**Assigned task**
Take the data below and extract the lines from the one with "</instance>" to the one with "262L400 375L314 379L287", inclusive, exactly as written.

==*==

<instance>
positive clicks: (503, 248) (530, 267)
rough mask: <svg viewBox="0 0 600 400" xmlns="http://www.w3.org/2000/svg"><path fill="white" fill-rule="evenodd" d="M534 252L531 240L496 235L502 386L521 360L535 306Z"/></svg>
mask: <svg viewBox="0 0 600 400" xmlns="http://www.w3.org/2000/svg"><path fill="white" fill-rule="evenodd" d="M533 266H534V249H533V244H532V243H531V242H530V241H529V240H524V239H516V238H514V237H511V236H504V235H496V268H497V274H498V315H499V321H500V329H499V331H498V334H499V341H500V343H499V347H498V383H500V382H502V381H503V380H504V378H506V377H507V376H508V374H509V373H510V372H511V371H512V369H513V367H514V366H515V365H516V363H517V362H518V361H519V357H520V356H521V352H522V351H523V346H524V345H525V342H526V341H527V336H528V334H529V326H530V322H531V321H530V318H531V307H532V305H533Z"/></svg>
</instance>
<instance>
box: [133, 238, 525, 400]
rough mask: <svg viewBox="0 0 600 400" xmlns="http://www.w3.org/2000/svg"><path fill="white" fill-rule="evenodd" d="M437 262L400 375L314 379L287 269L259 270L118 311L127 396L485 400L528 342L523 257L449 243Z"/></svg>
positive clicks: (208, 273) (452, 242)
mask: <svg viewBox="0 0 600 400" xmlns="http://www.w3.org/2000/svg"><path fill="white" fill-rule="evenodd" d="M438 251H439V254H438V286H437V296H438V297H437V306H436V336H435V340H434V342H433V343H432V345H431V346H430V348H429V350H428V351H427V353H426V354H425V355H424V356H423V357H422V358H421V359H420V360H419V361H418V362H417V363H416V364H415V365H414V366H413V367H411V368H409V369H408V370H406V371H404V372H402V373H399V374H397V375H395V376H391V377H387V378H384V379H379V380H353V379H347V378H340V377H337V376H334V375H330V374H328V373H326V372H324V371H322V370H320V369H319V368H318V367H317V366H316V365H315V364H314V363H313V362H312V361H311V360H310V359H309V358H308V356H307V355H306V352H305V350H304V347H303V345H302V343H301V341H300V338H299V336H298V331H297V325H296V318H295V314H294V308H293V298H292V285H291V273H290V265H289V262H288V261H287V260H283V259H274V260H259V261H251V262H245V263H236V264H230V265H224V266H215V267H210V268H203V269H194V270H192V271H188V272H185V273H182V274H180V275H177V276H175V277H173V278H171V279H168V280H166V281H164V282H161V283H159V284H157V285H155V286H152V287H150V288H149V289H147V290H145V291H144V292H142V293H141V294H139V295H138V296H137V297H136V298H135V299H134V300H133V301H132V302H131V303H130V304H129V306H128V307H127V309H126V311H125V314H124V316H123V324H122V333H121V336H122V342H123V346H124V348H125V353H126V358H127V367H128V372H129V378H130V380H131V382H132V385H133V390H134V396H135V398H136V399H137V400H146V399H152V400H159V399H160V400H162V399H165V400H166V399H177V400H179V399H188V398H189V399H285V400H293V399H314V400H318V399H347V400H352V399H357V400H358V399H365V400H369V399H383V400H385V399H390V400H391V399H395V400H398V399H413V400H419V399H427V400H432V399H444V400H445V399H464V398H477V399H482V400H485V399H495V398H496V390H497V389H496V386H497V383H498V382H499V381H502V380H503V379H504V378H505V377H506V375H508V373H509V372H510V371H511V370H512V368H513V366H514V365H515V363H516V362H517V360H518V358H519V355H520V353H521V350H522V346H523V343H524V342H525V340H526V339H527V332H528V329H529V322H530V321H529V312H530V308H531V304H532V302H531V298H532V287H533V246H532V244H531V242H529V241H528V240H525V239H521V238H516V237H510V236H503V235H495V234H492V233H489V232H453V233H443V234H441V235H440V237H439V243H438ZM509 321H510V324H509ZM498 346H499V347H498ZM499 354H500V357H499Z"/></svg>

==*==

**Output**
</instance>
<instance>
box: [133, 238, 525, 400]
rough mask: <svg viewBox="0 0 600 400" xmlns="http://www.w3.org/2000/svg"><path fill="white" fill-rule="evenodd" d="M437 262L400 375L314 379L287 269L259 270L118 311L127 396L485 400L528 342L523 257L449 243Z"/></svg>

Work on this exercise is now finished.